▸ WRITTEN TASK:
Rewrite the part of the data that opens with the line containing "target: grey cloud" and runs through the end of the data, replacing every "rings" with "loops" and leaving everything else unchanged.

▸ PROVIDED DATA:

==================================================

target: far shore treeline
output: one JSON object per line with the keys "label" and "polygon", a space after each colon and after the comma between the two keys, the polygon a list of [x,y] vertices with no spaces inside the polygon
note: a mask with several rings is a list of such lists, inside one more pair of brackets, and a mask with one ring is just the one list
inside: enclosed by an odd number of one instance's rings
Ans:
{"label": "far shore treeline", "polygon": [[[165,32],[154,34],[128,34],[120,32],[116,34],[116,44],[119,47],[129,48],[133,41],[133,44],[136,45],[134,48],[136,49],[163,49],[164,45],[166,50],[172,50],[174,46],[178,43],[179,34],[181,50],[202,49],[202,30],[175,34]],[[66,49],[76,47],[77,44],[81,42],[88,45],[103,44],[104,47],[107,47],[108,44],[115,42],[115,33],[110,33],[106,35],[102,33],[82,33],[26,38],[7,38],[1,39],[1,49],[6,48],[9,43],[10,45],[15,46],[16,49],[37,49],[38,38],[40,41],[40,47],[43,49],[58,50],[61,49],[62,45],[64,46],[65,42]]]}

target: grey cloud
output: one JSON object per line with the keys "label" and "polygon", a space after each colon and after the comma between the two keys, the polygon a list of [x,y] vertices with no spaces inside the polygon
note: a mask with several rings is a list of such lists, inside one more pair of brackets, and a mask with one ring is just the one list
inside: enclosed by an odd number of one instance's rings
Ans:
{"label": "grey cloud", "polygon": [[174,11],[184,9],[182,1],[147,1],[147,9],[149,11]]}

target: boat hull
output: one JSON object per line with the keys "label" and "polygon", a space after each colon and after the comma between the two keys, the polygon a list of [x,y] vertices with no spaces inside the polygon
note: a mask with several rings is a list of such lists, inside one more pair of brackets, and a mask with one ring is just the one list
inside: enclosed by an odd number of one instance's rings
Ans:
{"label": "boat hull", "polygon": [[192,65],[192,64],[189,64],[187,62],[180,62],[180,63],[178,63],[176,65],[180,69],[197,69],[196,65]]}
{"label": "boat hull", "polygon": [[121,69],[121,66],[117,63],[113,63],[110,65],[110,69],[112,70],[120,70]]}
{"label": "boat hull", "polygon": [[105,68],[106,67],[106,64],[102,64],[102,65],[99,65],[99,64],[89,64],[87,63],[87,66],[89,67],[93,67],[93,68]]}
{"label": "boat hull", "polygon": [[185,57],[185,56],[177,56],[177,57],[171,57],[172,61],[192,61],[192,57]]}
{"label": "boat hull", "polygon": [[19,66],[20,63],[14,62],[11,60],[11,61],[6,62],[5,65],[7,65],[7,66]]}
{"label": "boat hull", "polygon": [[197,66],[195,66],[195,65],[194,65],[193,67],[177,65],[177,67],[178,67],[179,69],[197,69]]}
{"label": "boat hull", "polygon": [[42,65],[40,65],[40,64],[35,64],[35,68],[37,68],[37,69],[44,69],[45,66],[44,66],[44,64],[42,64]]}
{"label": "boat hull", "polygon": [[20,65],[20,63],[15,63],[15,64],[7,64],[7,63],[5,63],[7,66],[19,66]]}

==================================================

▸ RESPONSE:
target: grey cloud
output: one JSON object per line with the keys "label" and "polygon", a space after each colon and after the comma between the two keys, the polygon a list of [x,y] vertices with no spaces inside the polygon
note: a mask with several loops is a list of such lists, inside one more pair of brackets, and a mask with one ring is just the one list
inside: enclosed by an odd number of one instance's loops
Ans:
{"label": "grey cloud", "polygon": [[174,11],[184,9],[182,1],[147,1],[147,9],[149,11]]}

target: boat hull
output: one JSON object per line with the keys "label" and "polygon", a space after each colon and after the comma between the two keys, the polygon a list of [x,y] vertices with no spaces inside the polygon
note: a mask with several loops is a list of such lists, inside one more pair of brackets, and a mask with one ring is just the one list
inside: enclosed by an odd number of one instance's loops
Ans:
{"label": "boat hull", "polygon": [[192,65],[192,64],[189,64],[187,62],[180,62],[180,63],[178,63],[176,65],[180,69],[197,69],[196,65]]}
{"label": "boat hull", "polygon": [[121,69],[121,66],[117,63],[113,63],[110,65],[110,69],[112,70],[120,70]]}
{"label": "boat hull", "polygon": [[105,68],[106,67],[106,64],[102,64],[102,65],[99,65],[99,64],[89,64],[87,63],[87,66],[89,67],[93,67],[93,68]]}
{"label": "boat hull", "polygon": [[185,57],[185,56],[177,56],[177,57],[171,57],[172,61],[192,61],[192,57]]}
{"label": "boat hull", "polygon": [[19,66],[20,63],[14,62],[11,60],[11,61],[6,62],[5,65],[7,65],[7,66]]}
{"label": "boat hull", "polygon": [[197,66],[195,66],[195,65],[194,65],[193,67],[177,65],[177,67],[178,67],[179,69],[197,69]]}
{"label": "boat hull", "polygon": [[42,65],[40,65],[40,64],[35,64],[35,68],[37,68],[37,69],[44,69],[45,66],[44,66],[44,64],[42,64]]}
{"label": "boat hull", "polygon": [[20,65],[20,63],[15,63],[15,64],[7,64],[7,63],[5,63],[7,66],[19,66]]}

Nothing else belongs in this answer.